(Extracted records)
[START]

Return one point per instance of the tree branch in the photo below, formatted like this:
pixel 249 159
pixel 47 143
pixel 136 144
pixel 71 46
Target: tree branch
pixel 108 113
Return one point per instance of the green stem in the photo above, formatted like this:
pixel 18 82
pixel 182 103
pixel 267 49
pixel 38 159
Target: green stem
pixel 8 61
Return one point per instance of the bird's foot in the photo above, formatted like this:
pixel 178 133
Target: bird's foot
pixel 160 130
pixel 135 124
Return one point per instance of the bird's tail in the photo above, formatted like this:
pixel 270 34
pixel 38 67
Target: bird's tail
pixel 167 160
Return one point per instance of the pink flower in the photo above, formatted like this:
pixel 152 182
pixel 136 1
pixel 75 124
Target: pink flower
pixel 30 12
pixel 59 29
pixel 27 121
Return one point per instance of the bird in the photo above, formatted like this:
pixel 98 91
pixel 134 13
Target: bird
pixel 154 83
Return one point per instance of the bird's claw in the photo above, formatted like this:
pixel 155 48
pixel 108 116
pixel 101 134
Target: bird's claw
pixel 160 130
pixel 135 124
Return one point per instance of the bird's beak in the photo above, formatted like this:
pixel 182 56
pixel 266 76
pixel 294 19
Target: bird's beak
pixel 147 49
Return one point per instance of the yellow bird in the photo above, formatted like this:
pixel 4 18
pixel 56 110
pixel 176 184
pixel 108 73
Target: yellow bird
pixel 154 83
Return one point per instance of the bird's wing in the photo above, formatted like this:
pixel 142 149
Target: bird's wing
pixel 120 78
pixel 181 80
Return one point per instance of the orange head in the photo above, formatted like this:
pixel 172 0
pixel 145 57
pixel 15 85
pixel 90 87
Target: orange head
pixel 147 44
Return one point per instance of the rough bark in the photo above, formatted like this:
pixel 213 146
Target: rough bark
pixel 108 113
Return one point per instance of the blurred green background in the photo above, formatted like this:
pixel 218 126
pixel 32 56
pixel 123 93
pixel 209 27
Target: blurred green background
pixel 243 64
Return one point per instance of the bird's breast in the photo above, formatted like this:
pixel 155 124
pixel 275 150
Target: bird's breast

[END]

* Directive
Rewrite every item above with "formatted like this" replaced by "using this format", leaving everything else unchanged.

* Task output
Return one point per instance of the tree branch in the photo below, using this format:
pixel 249 159
pixel 47 143
pixel 136 144
pixel 71 46
Target: tree branch
pixel 108 113
Return one point per instance of the green stem in the photo above, using this format:
pixel 18 82
pixel 182 103
pixel 267 49
pixel 38 159
Target: green stem
pixel 8 61
Return one point per instance of the bird's foot in the photo above, using this format:
pixel 178 133
Target: bird's foot
pixel 160 130
pixel 135 124
Return one point per instance of the bird's tail in the photo above, using this format:
pixel 270 34
pixel 38 67
Target: bird's tail
pixel 167 160
Return one point per instance of the pink flower in the photo above, using this format:
pixel 152 182
pixel 136 1
pixel 75 124
Target: pink flower
pixel 30 12
pixel 59 29
pixel 27 121
Return one point per instance of the bird in the photo above, using this format:
pixel 98 91
pixel 134 13
Target: bird
pixel 154 83
Return one point per instance of the bird's claw in the photo above, using this format:
pixel 155 48
pixel 108 116
pixel 101 134
Target: bird's claw
pixel 160 130
pixel 135 124
Return one point per instance of the bird's beak in the photo above, using this format:
pixel 182 56
pixel 266 76
pixel 294 19
Target: bird's beak
pixel 147 49
Return one point per instance of the yellow bird in the photo above, using this format:
pixel 4 18
pixel 56 110
pixel 176 184
pixel 108 73
Target: yellow bird
pixel 154 83
Return one point per instance of the bird's wing in the photo above, using this format:
pixel 142 149
Target: bird's wing
pixel 120 78
pixel 181 80
Return one point per instance of the orange head in the photo above, using this format:
pixel 172 0
pixel 145 57
pixel 15 85
pixel 90 87
Target: orange head
pixel 147 44
Return one point per instance of the rough bark in the photo above, using this format:
pixel 213 146
Target: rough bark
pixel 108 113
Return one point per instance of the blurred green background in the photo above, using this format:
pixel 218 126
pixel 32 56
pixel 123 93
pixel 209 27
Target: blurred green background
pixel 243 64
Return one point per instance of the bird's breast in the photo above, using this format:
pixel 155 124
pixel 275 150
Target: bird's breast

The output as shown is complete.